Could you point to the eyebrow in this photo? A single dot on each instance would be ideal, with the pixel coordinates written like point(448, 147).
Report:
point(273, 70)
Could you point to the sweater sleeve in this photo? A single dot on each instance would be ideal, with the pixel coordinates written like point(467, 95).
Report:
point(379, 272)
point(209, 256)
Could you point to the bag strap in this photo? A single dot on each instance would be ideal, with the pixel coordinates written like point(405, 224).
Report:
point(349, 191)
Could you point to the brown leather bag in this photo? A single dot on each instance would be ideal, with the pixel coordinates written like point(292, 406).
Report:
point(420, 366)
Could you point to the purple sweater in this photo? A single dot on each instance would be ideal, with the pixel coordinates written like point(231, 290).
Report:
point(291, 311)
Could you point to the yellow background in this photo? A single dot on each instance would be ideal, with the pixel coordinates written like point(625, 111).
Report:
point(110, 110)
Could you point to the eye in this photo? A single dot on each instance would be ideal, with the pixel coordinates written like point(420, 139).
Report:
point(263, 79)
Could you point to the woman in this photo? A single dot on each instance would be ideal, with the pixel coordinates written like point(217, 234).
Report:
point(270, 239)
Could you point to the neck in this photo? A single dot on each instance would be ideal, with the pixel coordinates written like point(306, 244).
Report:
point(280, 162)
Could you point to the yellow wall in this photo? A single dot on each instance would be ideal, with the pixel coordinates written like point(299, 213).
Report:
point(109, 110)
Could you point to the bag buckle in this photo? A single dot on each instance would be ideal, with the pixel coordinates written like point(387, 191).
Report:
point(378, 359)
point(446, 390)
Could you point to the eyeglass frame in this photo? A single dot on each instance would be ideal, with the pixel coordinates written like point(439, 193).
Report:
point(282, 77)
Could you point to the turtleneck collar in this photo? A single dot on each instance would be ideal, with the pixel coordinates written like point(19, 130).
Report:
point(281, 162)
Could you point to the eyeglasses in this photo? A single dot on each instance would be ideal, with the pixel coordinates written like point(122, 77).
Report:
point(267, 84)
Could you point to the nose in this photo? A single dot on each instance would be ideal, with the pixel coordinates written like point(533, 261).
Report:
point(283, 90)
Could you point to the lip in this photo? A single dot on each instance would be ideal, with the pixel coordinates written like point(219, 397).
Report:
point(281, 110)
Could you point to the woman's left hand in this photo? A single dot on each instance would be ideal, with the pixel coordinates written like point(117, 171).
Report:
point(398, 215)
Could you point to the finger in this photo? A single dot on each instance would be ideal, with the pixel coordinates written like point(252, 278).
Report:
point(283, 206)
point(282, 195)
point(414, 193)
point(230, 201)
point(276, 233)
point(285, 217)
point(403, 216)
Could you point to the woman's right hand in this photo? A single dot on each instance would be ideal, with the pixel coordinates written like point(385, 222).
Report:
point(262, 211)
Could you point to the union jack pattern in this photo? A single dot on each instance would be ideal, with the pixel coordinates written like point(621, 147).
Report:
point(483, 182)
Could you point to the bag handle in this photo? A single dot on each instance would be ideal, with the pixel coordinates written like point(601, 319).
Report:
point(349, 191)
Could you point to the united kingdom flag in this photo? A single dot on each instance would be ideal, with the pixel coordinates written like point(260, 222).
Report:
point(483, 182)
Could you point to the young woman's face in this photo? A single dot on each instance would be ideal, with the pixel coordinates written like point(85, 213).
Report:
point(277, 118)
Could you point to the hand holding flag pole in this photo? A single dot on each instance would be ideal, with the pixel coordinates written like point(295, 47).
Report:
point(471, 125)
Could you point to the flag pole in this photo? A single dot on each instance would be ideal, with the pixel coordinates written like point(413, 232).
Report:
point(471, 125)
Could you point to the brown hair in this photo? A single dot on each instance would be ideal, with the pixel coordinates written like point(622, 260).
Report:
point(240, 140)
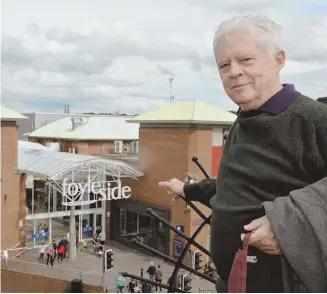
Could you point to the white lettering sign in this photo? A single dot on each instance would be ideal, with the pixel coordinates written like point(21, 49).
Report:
point(102, 189)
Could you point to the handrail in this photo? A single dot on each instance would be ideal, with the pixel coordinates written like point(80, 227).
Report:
point(61, 268)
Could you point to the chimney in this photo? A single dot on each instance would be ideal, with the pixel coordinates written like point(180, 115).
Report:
point(73, 123)
point(66, 109)
point(322, 99)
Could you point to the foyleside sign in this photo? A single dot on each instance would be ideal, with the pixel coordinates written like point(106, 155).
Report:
point(105, 192)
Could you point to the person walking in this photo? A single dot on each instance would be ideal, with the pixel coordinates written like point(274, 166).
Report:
point(5, 256)
point(151, 271)
point(50, 255)
point(61, 250)
point(42, 250)
point(158, 276)
point(120, 282)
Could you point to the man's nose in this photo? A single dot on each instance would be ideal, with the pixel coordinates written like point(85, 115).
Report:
point(235, 70)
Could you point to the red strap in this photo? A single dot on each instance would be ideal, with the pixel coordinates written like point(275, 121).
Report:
point(237, 278)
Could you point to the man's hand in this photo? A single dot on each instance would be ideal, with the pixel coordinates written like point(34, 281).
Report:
point(262, 236)
point(174, 186)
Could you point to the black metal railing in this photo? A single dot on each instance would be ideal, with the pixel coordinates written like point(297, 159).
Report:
point(172, 287)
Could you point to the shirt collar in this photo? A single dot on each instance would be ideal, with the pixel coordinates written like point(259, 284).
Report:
point(279, 101)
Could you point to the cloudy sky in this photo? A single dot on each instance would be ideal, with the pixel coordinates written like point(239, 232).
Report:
point(118, 55)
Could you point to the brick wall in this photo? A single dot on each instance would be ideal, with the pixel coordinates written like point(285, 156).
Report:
point(162, 155)
point(165, 153)
point(29, 283)
point(200, 144)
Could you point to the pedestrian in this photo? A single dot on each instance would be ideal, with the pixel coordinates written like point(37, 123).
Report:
point(151, 271)
point(42, 251)
point(272, 176)
point(120, 284)
point(50, 255)
point(131, 286)
point(61, 250)
point(158, 276)
point(94, 241)
point(102, 237)
point(5, 257)
point(65, 242)
point(54, 245)
point(84, 245)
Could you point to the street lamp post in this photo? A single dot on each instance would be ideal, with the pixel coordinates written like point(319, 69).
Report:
point(171, 89)
point(72, 234)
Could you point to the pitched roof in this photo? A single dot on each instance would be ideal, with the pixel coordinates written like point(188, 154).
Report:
point(8, 114)
point(32, 145)
point(187, 111)
point(89, 128)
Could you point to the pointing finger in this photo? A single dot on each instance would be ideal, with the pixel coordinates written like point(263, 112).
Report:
point(164, 184)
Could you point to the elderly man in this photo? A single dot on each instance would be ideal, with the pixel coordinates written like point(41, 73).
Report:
point(272, 175)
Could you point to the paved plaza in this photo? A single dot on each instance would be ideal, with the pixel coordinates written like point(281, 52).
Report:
point(89, 267)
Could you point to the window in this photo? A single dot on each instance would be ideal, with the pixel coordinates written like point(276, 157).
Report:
point(225, 135)
point(122, 222)
point(131, 223)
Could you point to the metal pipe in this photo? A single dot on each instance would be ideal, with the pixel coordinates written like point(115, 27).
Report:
point(158, 217)
point(151, 282)
point(196, 161)
point(186, 267)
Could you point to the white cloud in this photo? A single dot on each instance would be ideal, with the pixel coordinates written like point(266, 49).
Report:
point(109, 55)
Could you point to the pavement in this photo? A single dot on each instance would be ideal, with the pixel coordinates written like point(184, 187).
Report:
point(89, 267)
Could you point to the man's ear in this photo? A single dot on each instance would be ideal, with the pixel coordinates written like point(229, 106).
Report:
point(280, 60)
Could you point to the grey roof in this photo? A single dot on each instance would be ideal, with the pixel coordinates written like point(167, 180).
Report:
point(49, 164)
point(90, 128)
point(8, 114)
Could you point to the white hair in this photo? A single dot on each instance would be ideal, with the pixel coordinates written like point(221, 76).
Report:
point(262, 28)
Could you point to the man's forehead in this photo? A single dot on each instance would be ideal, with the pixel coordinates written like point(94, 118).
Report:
point(236, 44)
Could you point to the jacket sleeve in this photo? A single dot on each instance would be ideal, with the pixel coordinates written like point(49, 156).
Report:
point(201, 192)
point(299, 223)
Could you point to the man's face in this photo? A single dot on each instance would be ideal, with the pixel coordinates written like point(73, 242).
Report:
point(248, 73)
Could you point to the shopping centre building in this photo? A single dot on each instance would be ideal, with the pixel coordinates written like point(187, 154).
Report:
point(167, 139)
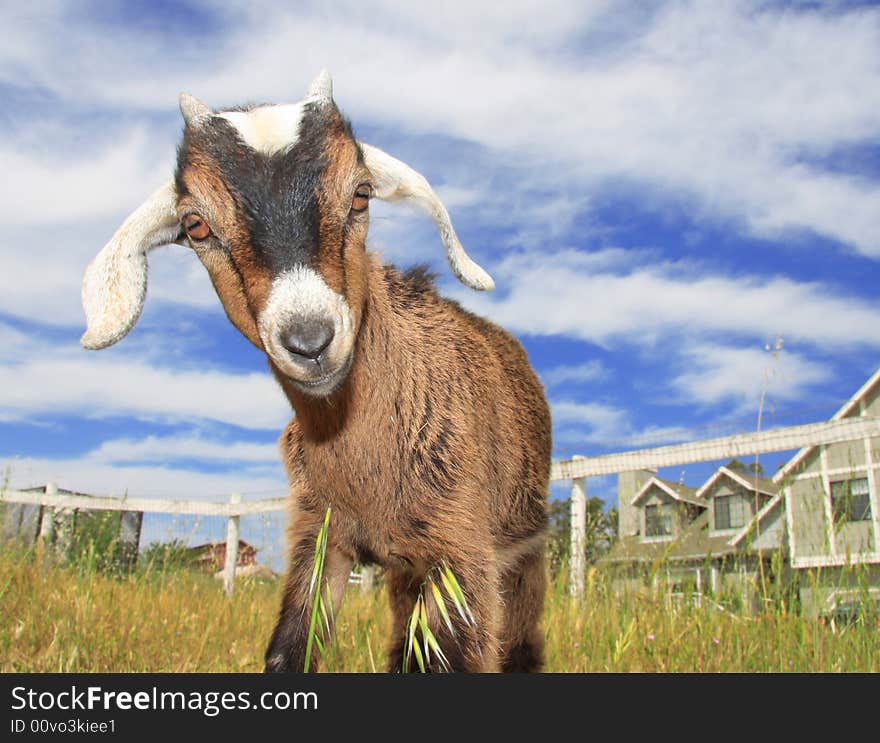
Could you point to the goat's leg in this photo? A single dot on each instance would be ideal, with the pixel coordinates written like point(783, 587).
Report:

★ ★ ★ ★

Exercise directions
Can you give the listing again from the line with "Could you point to the cloudy" to the line with "point(72, 234)", substituting "Output" for "Report" and leaving everything else unchanged? Give only those lines.

Answer to the problem
Could you point to the cloudy sky in this photo? A single dot on each instance would be ideal, with the pixel coordinates written like point(239, 232).
Output:
point(118, 55)
Could you point to the brick wall in this photo? A single dot on each instance would be ideal, with the pixel coordinates written like point(285, 156).
Output:
point(162, 155)
point(165, 153)
point(29, 283)
point(200, 144)
Could you point to the pedestrian in this photo? A single dot on each instance would be ideal, with the pixel coordinates written like point(37, 123).
Output:
point(151, 271)
point(42, 251)
point(272, 176)
point(120, 284)
point(50, 255)
point(131, 286)
point(61, 250)
point(158, 276)
point(94, 241)
point(102, 237)
point(5, 257)
point(65, 242)
point(54, 245)
point(84, 245)
Could you point to the street lamp post in this photo? A single dot on each instance would be ideal, with the pixel coordinates written like point(319, 69).
Output:
point(171, 89)
point(72, 234)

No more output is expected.